Instructions to follow - Print all of the data exactly as written.

Record extracts -
☆ ☆ ☆ ☆
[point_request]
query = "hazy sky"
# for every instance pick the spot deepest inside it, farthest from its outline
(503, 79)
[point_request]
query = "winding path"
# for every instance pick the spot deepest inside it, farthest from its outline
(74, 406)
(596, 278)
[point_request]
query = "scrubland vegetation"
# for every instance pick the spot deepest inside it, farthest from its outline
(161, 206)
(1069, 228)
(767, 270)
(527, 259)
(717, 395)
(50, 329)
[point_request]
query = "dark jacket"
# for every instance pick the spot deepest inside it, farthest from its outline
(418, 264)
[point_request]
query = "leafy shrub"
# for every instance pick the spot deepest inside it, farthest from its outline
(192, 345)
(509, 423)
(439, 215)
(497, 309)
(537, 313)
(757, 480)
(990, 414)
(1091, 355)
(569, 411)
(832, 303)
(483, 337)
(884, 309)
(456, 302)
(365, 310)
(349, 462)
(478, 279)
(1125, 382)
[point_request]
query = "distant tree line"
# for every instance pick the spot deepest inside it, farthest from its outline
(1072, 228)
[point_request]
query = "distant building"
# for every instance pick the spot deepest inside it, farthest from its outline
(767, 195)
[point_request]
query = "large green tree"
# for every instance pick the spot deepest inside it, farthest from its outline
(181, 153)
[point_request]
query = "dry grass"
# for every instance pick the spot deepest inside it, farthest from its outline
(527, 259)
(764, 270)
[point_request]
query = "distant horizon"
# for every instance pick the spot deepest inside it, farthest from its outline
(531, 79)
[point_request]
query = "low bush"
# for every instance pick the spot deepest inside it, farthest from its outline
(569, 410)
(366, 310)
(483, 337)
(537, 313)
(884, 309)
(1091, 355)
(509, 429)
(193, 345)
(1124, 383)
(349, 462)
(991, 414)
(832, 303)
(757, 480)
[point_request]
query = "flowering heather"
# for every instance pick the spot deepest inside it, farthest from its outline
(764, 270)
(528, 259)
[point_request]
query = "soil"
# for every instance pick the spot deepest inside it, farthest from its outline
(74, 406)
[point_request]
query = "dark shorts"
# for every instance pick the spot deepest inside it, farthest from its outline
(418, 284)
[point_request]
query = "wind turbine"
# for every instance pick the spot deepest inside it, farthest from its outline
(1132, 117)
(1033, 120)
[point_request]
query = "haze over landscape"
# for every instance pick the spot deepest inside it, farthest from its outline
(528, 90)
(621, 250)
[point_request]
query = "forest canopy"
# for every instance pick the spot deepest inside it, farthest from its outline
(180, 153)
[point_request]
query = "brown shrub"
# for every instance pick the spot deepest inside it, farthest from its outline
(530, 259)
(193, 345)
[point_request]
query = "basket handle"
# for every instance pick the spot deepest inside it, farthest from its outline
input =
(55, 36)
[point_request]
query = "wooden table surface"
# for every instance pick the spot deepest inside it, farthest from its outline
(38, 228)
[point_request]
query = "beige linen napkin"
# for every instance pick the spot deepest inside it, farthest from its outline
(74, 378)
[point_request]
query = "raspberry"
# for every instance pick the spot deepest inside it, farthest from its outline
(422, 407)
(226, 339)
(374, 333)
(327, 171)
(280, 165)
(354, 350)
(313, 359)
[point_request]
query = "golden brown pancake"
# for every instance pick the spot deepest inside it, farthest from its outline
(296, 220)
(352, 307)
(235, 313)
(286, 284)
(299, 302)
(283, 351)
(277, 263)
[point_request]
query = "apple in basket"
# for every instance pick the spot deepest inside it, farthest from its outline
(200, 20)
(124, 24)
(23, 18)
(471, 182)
☆ ☆ ☆ ☆
Answer to the task -
[point_request]
query = "hazy sky"
# for every instance pick the spot deepest inside it, farthest from its outline
(503, 79)
[point_request]
query = "winding path"
# for every instance pick the spot deepest inside it, farthest from its outline
(74, 406)
(596, 278)
[point_request]
query = "scrubland vegetation"
# for every instance pick the spot deepest inside it, farthest from its outline
(161, 206)
(1069, 228)
(767, 270)
(527, 259)
(717, 395)
(50, 329)
[point_request]
query = "dark jacket"
# for every instance pick the spot deepest inside it, farthest from its outline
(418, 264)
[point_request]
query = "leafy shrub"
# for every instance pick the spot deepest inside it, farthest from its outline
(192, 345)
(509, 423)
(439, 215)
(497, 309)
(537, 313)
(757, 480)
(990, 414)
(1091, 355)
(569, 411)
(832, 303)
(483, 337)
(884, 309)
(456, 302)
(365, 310)
(349, 462)
(478, 279)
(1125, 382)
[point_request]
query = "distant tree line"
# for every instance pick the spot deepest inside it, farthest from its outline
(1072, 228)
[point_request]
query = "distant building"
# for every instance pick the spot deepest inside it, farthest from its outline
(767, 195)
[point_request]
query = "large green tree"
# for every instance pick the spot deepest inside it, farthest from its outline
(181, 153)
[point_request]
query = "dry grass"
# for every instance pick the spot deepest inside it, farthest from its outline
(527, 259)
(764, 270)
[point_request]
query = "distant horizon"
# for every instance pick the spot deepest inside it, farthest from its outline
(531, 79)
[point_request]
query = "low bush"
# for every instance pick the spot deepest inside it, farthest from its outline
(569, 410)
(366, 310)
(483, 337)
(537, 313)
(884, 309)
(1091, 355)
(509, 429)
(193, 345)
(1124, 383)
(349, 462)
(991, 414)
(832, 303)
(757, 480)
[point_request]
query = "flowering heather"
# for every instance pick the spot deepest inside it, farthest from its outline
(764, 270)
(528, 259)
[point_request]
query = "soil"
# for every instance pick the spot deepest inside it, farthest from its outline
(74, 406)
[point_request]
query = "dark shorts"
# for every instance pick the spot deepest inside it, farthest from its outline
(418, 284)
[point_request]
query = "wind turbine"
# for every instance pick the spot deepest inside it, farthest from its outline
(1132, 117)
(1033, 120)
[point_request]
query = "haze over landscape"
# for every instance pick the spot deepest inside it, farthest from its outline
(528, 90)
(621, 250)
[point_request]
query = "forest canopy"
# for every instance pick the spot deepest inside it, farthest from its outline
(180, 153)
[point_request]
query = "brown shrub"
# for every instance pick the spot deepest inside it, farthest from its outline
(530, 259)
(193, 345)
[point_request]
query = "basket handle"
# for every instance pick the spot deepest inside it, farthest from its outline
input =
(55, 36)
[point_request]
query = "wooden table surface"
# for every instance pick the spot deepest inside it, farthest from its outline
(38, 228)
[point_request]
query = "beige linen napkin"
# for every instance pick the spot deepest inside it, farthest from its outline
(74, 378)
[point_request]
query = "raspberry"
# for every instance pick the spot deepest inside it, farthest from its outline
(422, 407)
(226, 339)
(374, 333)
(327, 171)
(280, 165)
(354, 350)
(313, 359)
[point_request]
query = "golden brown pancake"
# for every instance pick the spot deepest inside it, farthest from its outline
(296, 220)
(352, 307)
(235, 313)
(286, 284)
(299, 302)
(283, 351)
(277, 263)
[point_request]
query = "apple in basket"
# for every instance pick the spot deepest inside it, farthest from its outline
(200, 20)
(124, 24)
(23, 18)
(471, 182)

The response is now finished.